Keep every character as it is and output all of the records.

<<<<

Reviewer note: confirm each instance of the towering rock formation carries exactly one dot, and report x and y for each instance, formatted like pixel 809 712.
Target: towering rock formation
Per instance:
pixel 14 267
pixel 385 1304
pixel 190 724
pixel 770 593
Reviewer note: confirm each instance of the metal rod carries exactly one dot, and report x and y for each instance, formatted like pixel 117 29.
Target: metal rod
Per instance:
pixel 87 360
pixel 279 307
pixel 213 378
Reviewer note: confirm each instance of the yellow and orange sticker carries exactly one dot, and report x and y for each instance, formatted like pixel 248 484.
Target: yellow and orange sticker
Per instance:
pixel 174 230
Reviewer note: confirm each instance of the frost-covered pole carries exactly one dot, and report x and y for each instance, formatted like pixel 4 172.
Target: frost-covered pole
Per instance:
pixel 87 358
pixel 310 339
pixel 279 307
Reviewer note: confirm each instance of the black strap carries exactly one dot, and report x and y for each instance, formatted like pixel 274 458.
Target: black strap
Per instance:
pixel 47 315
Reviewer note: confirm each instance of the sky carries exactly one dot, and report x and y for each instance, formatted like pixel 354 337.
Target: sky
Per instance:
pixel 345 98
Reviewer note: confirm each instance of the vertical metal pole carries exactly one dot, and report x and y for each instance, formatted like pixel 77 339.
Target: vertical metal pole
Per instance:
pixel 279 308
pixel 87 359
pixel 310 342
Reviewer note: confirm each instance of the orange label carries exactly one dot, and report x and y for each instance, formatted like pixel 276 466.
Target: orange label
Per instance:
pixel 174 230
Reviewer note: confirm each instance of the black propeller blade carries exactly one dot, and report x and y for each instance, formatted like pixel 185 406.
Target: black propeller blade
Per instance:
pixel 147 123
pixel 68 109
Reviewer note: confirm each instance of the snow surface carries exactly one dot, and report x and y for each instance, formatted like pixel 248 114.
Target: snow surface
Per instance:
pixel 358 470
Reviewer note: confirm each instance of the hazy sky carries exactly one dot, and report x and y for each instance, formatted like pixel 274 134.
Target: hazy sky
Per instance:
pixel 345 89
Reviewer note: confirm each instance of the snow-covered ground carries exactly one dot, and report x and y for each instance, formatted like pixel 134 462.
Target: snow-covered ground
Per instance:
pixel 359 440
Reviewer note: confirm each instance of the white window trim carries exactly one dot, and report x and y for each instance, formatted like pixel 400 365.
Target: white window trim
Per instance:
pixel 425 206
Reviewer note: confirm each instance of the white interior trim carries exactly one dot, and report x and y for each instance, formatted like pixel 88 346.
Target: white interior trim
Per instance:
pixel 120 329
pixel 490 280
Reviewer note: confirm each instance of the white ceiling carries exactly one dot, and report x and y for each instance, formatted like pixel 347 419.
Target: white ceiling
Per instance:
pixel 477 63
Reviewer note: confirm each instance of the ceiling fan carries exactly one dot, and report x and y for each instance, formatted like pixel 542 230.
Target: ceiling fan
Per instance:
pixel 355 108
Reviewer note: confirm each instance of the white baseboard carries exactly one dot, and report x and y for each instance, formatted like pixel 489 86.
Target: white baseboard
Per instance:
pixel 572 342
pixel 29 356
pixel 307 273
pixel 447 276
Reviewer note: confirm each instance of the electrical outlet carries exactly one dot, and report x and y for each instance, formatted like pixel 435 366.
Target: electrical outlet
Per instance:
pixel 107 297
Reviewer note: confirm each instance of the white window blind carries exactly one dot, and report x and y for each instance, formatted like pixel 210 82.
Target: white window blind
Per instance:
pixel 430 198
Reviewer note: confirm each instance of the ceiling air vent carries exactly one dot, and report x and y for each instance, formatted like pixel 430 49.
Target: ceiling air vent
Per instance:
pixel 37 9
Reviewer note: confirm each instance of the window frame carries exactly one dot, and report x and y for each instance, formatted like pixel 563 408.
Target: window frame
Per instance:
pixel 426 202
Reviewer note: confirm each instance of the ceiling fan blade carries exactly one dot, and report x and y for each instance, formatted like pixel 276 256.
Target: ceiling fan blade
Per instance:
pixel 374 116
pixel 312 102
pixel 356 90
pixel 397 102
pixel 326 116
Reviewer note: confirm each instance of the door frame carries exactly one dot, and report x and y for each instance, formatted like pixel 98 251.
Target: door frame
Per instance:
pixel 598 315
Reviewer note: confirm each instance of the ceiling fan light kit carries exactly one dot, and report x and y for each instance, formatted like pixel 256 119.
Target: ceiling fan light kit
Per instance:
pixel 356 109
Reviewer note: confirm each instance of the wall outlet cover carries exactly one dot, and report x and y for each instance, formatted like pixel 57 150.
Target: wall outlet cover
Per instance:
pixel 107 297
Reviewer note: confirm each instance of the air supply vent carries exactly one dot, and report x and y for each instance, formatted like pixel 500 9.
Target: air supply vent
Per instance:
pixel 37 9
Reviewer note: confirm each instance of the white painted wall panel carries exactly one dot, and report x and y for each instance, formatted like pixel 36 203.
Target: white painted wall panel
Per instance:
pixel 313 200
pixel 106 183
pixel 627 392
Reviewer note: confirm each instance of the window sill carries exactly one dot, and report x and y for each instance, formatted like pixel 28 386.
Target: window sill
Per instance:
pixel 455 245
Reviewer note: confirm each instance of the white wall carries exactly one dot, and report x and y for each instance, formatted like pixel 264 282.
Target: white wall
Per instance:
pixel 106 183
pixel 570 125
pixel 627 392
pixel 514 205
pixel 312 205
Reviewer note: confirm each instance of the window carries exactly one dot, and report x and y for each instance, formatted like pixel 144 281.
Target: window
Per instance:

>>>>

■ **TASK ANSWER**:
Reviewer note: confirm each instance of the towering rock formation carries exactly one dot, and report x and y for each instance, formatted like pixel 809 712.
Target: towering rock formation
Per instance:
pixel 14 267
pixel 385 1304
pixel 190 724
pixel 770 593
Reviewer note: confirm each instance of the metal rod carries exactly one dot, and report x and y for each instance, formatted like pixel 117 29.
Target: metal rod
Per instance:
pixel 87 360
pixel 279 307
pixel 213 378
Reviewer note: confirm each instance of the yellow and orange sticker carries exactly one dot, and report x and y for each instance, formatted like pixel 248 484.
Target: yellow and orange sticker
Per instance:
pixel 174 230
Reviewer note: confirm each instance of the frost-covered pole carries exactly one dot, and report x and y for each instance, formatted like pixel 4 172.
Target: frost-covered pole
Per instance:
pixel 87 358
pixel 310 339
pixel 279 307
Reviewer note: confirm each instance of the black strap carries exactly one dot, and report x and y for each instance, formatted like pixel 274 458.
Target: black strap
Per instance:
pixel 47 315
Reviewer note: confirm each instance of the sky carries exactly one dot, and report x and y for each instance, formatted like pixel 354 337.
Target: sky
Per instance:
pixel 345 98
Reviewer note: confirm each instance of the vertical metal pole carries exactly one dot, and report x and y for each instance, formatted like pixel 77 339.
Target: vertical metal pole
Per instance:
pixel 279 308
pixel 87 359
pixel 310 342
Reviewer note: confirm each instance of the orange label carries exactly one dot, and report x and y for each instance, formatted like pixel 276 466.
Target: orange label
Per instance:
pixel 174 230
Reviewer note: confirm each instance of the black propeller blade carries exactly one dot, and report x and y for each instance, formatted like pixel 185 406.
Target: black propeller blade
Per instance:
pixel 147 123
pixel 68 109
Reviewer note: confirm each instance of the snow surface carries exactly one dot, and report x and y for each instance, formatted like pixel 248 114.
Target: snow surface
Per instance:
pixel 358 470
Reviewer note: confirm each instance of the hazy sky carries exactly one dot, and report x and y for each instance, formatted like pixel 274 134.
Target: hazy sky
Per instance:
pixel 345 89
Reviewer note: confirm each instance of the snow-covered ground carries exactly one dot, and report x and y for each instance, formatted like pixel 134 462.
Target: snow-covered ground
Per instance:
pixel 359 440
Reviewer note: confirm each instance of the white window trim carries exactly one dot, and report x and y for each instance, formatted like pixel 400 365.
Target: white window trim
Per instance:
pixel 425 206
Reviewer note: confirm each instance of the white interior trim carries exactly one dot, and report x and y for each instance, formatted like pixel 88 346.
Target: white interior trim
Per instance:
pixel 120 329
pixel 490 280
Reviewer note: confirm each instance of the white ceiling carries exactly one dot, and report x and y for each instance, formatted like pixel 347 419.
Target: white ceiling
Per instance:
pixel 477 63
Reviewer note: confirm each instance of the ceiling fan carries exactly one dot, and report x and y for each instance, formatted like pixel 542 230.
Target: ceiling fan
Per instance:
pixel 355 108
Reviewer note: confirm each instance of the white baseboard carries exactly one dot, and report x and y for each instance, formatted like pixel 489 86.
Target: white baseboard
Per instance:
pixel 572 342
pixel 29 356
pixel 307 273
pixel 447 276
Reviewer note: confirm each instance of the electrical outlet carries exactly one dot, and report x and y for each instance, formatted like pixel 435 366.
Target: electrical outlet
Per instance:
pixel 107 297
Reviewer note: confirm each instance of the white window blind carries exactly one dot, and report x and y for each instance, formatted like pixel 210 82.
Target: white window blind
Per instance:
pixel 430 198
Reviewer note: confirm each instance of the ceiling air vent carries exactly one dot, and report x and y for each instance, formatted like pixel 430 49.
Target: ceiling air vent
Per instance:
pixel 37 9
Reviewer note: confirm each instance of the window frame carries exactly one dot, and report x and y for each instance, formatted like pixel 563 408.
Target: window frame
Per instance:
pixel 426 202
Reviewer note: confirm each instance of the ceiling fan blade carries exactly one dot, and report x and y for each instance, formatted like pixel 276 256.
Target: ceiling fan blade
Per instance:
pixel 374 116
pixel 312 102
pixel 356 90
pixel 397 102
pixel 326 116
Reviewer note: confirm each instance of the door frame carries exactly one dot, and report x and y for each instance, formatted like pixel 98 251.
Target: door frame
Per instance:
pixel 598 315
Reviewer note: confirm each instance of the ceiling fan light kit carries exactly one dot, and report x and y for each instance, formatted like pixel 256 119.
Target: ceiling fan light kit
Per instance:
pixel 356 109
Reviewer note: confirm each instance of the wall outlet cover carries exactly one dot, and report x and y for each instance, formatted like pixel 57 150.
Target: wall outlet cover
Per instance:
pixel 107 297
Reviewer note: confirm each instance of the air supply vent carries exactly one dot, and report x and y for each instance, formatted like pixel 500 9.
Target: air supply vent
Per instance:
pixel 37 9
Reviewer note: confirm each instance of the white painted wall panel carries exactly one dot, and report x and y for each instance, formatted like pixel 36 203.
Target: white painted wall panel
Per instance:
pixel 313 200
pixel 106 183
pixel 627 392
Reviewer note: confirm each instance of the window sill carries exactly one dot, and report x and y for each instance, formatted like pixel 28 386.
Target: window sill
Per instance:
pixel 455 245
Reviewer note: confirm each instance of the white wall carries exactly one dot, and report x and y for each instance, formatted like pixel 264 282.
Target: white wall
Per instance:
pixel 106 183
pixel 570 125
pixel 627 392
pixel 514 205
pixel 312 205
Reviewer note: confirm each instance of the window carries exactly one dot, and report x and y for each instance, formatted like pixel 144 281.
Target: window
Per instance:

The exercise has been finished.